### REQUIRED ACTION
Repeat the entries below in full, with every character unchanged.

=== THE DATA ===

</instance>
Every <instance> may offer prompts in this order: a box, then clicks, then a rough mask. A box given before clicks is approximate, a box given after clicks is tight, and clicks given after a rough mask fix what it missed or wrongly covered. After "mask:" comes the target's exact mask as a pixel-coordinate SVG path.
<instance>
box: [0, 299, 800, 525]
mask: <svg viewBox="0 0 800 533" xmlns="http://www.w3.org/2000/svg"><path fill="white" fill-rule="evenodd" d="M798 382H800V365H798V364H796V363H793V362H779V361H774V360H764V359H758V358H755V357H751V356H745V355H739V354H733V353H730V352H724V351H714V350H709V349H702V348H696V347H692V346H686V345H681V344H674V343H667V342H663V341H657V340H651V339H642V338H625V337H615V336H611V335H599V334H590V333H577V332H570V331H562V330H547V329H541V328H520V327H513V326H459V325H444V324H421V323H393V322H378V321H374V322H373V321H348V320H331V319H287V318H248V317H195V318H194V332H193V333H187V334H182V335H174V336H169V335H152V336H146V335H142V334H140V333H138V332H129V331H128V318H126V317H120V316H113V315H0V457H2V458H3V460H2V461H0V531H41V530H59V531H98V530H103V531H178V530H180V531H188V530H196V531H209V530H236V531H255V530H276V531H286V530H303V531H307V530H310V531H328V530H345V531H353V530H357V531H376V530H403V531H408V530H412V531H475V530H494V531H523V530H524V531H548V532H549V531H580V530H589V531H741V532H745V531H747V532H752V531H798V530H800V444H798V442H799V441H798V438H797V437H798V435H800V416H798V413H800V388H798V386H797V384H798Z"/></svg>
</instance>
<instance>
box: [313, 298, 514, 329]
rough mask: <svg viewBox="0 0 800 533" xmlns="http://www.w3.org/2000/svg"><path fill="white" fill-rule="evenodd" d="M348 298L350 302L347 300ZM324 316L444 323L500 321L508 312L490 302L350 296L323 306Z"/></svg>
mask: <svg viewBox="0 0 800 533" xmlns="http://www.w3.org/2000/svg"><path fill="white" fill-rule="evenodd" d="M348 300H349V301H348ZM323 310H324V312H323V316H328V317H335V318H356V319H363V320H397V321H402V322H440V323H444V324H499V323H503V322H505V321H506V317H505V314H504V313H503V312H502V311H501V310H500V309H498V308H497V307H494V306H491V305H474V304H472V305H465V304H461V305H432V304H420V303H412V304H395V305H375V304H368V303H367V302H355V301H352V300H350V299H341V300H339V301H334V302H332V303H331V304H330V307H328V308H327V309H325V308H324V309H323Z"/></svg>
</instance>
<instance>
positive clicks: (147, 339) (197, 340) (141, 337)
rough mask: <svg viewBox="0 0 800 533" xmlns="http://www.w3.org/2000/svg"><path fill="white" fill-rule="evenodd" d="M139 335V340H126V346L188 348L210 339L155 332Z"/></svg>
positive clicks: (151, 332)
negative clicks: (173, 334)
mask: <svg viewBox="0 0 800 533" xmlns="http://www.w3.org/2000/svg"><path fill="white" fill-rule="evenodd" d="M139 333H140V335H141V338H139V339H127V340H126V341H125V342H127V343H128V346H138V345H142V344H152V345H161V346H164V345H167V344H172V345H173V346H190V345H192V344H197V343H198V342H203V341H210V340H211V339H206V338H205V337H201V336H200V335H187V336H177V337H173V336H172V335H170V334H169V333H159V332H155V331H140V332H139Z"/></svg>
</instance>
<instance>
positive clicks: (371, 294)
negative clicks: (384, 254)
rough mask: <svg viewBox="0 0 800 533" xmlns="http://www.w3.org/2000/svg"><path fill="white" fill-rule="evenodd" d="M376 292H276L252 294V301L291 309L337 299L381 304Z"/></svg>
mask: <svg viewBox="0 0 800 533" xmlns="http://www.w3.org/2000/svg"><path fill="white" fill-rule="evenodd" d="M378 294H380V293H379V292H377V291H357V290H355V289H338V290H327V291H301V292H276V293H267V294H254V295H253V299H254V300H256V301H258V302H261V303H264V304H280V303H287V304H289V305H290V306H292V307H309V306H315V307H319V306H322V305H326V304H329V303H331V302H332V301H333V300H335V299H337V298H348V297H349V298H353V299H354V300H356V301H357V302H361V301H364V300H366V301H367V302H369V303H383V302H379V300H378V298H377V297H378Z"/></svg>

===

### REPLY
</instance>
Every <instance> may offer prompts in this order: a box, then clicks, then a rough mask. A box given before clicks is approximate, a box given after clicks is tight, and clicks given after a rough mask fix what it missed or wrongly covered. After "mask:" comes the target's exact mask as a pixel-coordinate SVG path.
<instance>
box: [0, 299, 800, 525]
mask: <svg viewBox="0 0 800 533" xmlns="http://www.w3.org/2000/svg"><path fill="white" fill-rule="evenodd" d="M798 382H800V365H798V364H796V363H793V362H779V361H774V360H764V359H758V358H755V357H751V356H745V355H739V354H733V353H730V352H724V351H714V350H709V349H702V348H696V347H692V346H686V345H681V344H674V343H667V342H663V341H657V340H651V339H642V338H625V337H615V336H611V335H599V334H590V333H577V332H570V331H562V330H547V329H541V328H520V327H513V326H459V325H444V324H421V323H393V322H378V321H374V322H373V321H348V320H331V319H287V318H248V317H195V318H194V332H193V333H187V334H182V335H174V336H169V335H152V336H146V335H142V334H140V333H138V332H129V331H128V318H126V317H120V316H113V315H0V457H2V458H3V460H2V461H0V531H41V530H59V531H98V530H103V531H178V530H180V531H188V530H196V531H209V530H236V531H255V530H276V531H286V530H303V531H307V530H310V531H328V530H345V531H353V530H357V531H376V530H403V531H408V530H412V531H475V530H494V531H523V530H524V531H548V532H549V531H580V530H589V531H741V532H745V531H747V532H752V531H798V530H800V444H798V442H799V441H798V438H797V437H798V435H800V416H798V413H800V388H798V386H797V384H798Z"/></svg>
</instance>
<instance>
box: [313, 298, 514, 329]
rough mask: <svg viewBox="0 0 800 533" xmlns="http://www.w3.org/2000/svg"><path fill="white" fill-rule="evenodd" d="M348 298L350 302L347 300ZM324 316L444 323L500 321L508 312L490 302L350 296L323 306Z"/></svg>
mask: <svg viewBox="0 0 800 533" xmlns="http://www.w3.org/2000/svg"><path fill="white" fill-rule="evenodd" d="M348 300H349V301H348ZM323 310H324V312H323V316H328V317H335V318H356V319H363V320H397V321H402V322H440V323H444V324H499V323H503V322H505V321H506V317H505V314H504V313H503V312H502V311H501V310H500V309H498V308H497V307H494V306H491V305H474V304H472V305H465V304H461V305H432V304H420V303H412V304H395V305H375V304H368V303H367V302H355V301H352V300H350V299H341V300H339V301H334V302H332V303H331V304H330V307H328V308H327V309H325V308H324V309H323Z"/></svg>
</instance>
<instance>
positive clicks: (147, 339) (197, 340) (141, 337)
rough mask: <svg viewBox="0 0 800 533" xmlns="http://www.w3.org/2000/svg"><path fill="white" fill-rule="evenodd" d="M139 335V340H126V346L188 348L210 339L155 332Z"/></svg>
positive clicks: (151, 332)
negative clicks: (173, 334)
mask: <svg viewBox="0 0 800 533" xmlns="http://www.w3.org/2000/svg"><path fill="white" fill-rule="evenodd" d="M139 333H140V335H141V338H139V339H127V340H126V341H125V342H127V343H128V346H138V345H142V344H152V345H161V346H164V345H167V344H172V345H173V346H190V345H192V344H197V343H198V342H203V341H210V340H211V339H206V338H205V337H201V336H200V335H187V336H177V337H173V336H172V335H170V334H169V333H159V332H155V331H140V332H139Z"/></svg>
</instance>
<instance>
positive clicks: (371, 294)
negative clicks: (384, 254)
rough mask: <svg viewBox="0 0 800 533" xmlns="http://www.w3.org/2000/svg"><path fill="white" fill-rule="evenodd" d="M376 292H276L252 294V301L291 309L337 299L381 304Z"/></svg>
mask: <svg viewBox="0 0 800 533" xmlns="http://www.w3.org/2000/svg"><path fill="white" fill-rule="evenodd" d="M378 294H380V293H379V292H377V291H357V290H355V289H338V290H327V291H301V292H276V293H267V294H254V295H253V299H254V300H256V301H258V302H261V303H264V304H280V303H287V304H289V305H290V306H292V307H309V306H315V307H319V306H322V305H326V304H329V303H331V302H332V301H333V300H335V299H337V298H348V297H349V298H353V299H354V300H356V301H357V302H361V301H364V300H366V301H367V302H369V303H383V302H379V300H378V298H377V297H378Z"/></svg>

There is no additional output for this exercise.